>> Begin SOURCE PASSAGE

They’ll send him to a higher level
and he’ll be preyed upon by some ruthless sociopathic inmate for whom a young
man is nothing but fresh meat. And the demons that torment Cubby will grow and
he’ll find more drugs and the gulf between the world “out there” and the pain
in his soul lengthens because the water is wide, too wide for our humanity
which seems in such short supply, to overcome.
I had a GED student, TMac. He never
amounted to anything in class. Forty-something and just obnoxious and ignorant.
He would come in and out of school and no matter how hard I worked, how much
effort I put forth, he just didn’t care about getting his high school
education. So, I start working full time for the college program and I start
teaching computer classes and I leave the adult basic ed students to other
aides.
TMac approached me the other day. He
needed help filling out papers for a Richmond City program to get him drug
treatment and counseling. And I was curt and short-tempered with him. “Why do
you want my help now?” I said. He looked down and quietly said, “I’m an addict.
I been here inside seven times. I can’t go back out and use again.” You ever
feel like dirt on a shoe? Where had my humanity gone? The water, the wide gulf
between this island and compassion, had – I feared – washed over me.
“Am I my brother’s keeper?” DOC will
tell you in here the answer is no. Cubby is just a junkie. And junkies rise …
and fall on their own weakness. The water, the wide water, tells you that. I
lay in my bunk the other night and prayed about Cubby and this seemingly
impassable waterway. The separation on this island and these men – like Cubby –
who only know what they feel. And what they feel is pain and shame and failure.
That water is so wide and prison makes it worse. But there can be a bridge, a
way across. Cubby has to swim, one stroke at a time; swim to shore and peace and
self-awareness. I have to believe he can make it. I have to believe we all can.

>> End SOURCE PASSAGE

> PARTS OF THE EXERCISE:
A. Quote word for word the part of the prison essay that begins at the words "TMac approached me" and stops after "washed over me.".
B. Answer these from the prison essay:
(i) What program did TMac need help with paperwork for?
(ii) How many times does TMac say he has been inside?
(iii) According to the essay, how does Cubby have to cross the water?

>> Begin DATA LISTING

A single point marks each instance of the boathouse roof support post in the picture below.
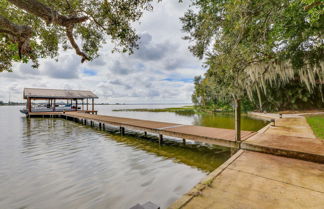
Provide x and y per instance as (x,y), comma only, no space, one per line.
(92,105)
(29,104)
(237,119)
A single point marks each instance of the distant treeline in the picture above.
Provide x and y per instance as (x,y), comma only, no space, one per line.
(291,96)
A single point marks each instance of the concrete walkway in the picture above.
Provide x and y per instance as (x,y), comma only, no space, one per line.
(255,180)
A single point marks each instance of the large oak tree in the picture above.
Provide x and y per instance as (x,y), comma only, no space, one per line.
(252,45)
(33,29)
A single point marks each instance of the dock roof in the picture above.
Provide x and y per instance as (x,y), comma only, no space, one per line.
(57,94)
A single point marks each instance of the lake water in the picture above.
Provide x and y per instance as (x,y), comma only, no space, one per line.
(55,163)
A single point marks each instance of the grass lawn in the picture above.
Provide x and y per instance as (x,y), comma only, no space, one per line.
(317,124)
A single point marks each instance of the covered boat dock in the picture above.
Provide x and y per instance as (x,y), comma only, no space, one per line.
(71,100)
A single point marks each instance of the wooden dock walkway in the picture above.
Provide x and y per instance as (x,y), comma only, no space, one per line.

>> End DATA LISTING
>> Begin DATA LISTING

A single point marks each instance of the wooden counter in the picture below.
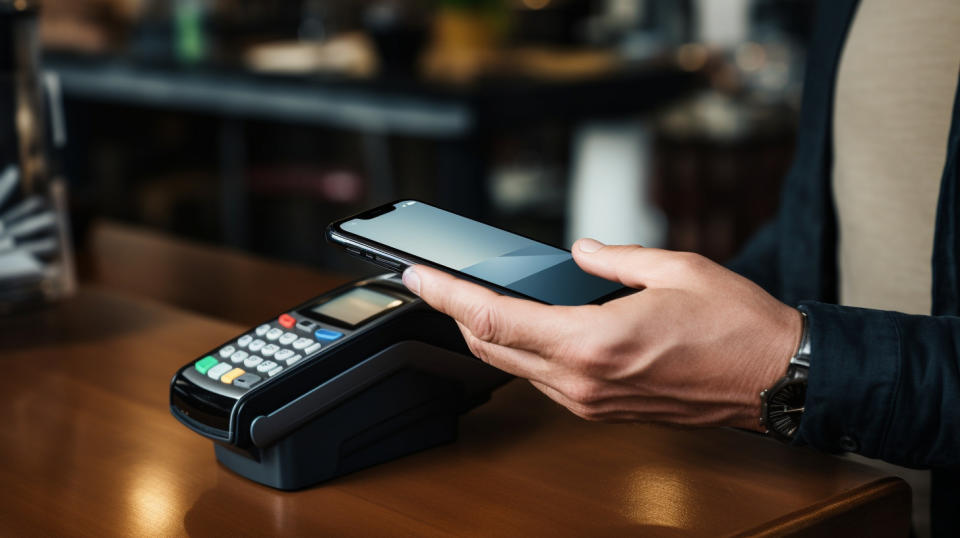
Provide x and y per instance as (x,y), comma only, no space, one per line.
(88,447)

>> End DATA LISTING
>> Begin DATA LISTING

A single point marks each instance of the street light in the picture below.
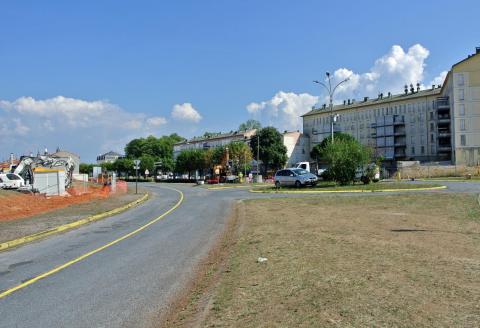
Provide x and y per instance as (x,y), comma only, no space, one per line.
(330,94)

>> End DATA LISTING

> RESPONSES BY TASK:
A.
TMac approached me the other day. He
needed help filling out papers for a Richmond City program to get him drug
treatment and counseling. And I was curt and short-tempered with him. “Why do
you want my help now?” I said. He looked down and quietly said, “I’m an addict.
I been here inside seven times. I can’t go back out and use again.” You ever
feel like dirt on a shoe? Where had my humanity gone? The water, the wide gulf
between this island and compassion, had – I feared – washed over me.

B.
(i) A Richmond City program to get him drug treatment and counseling.
(ii) Seven times.
(iii) He has to swim, one stroke at a time.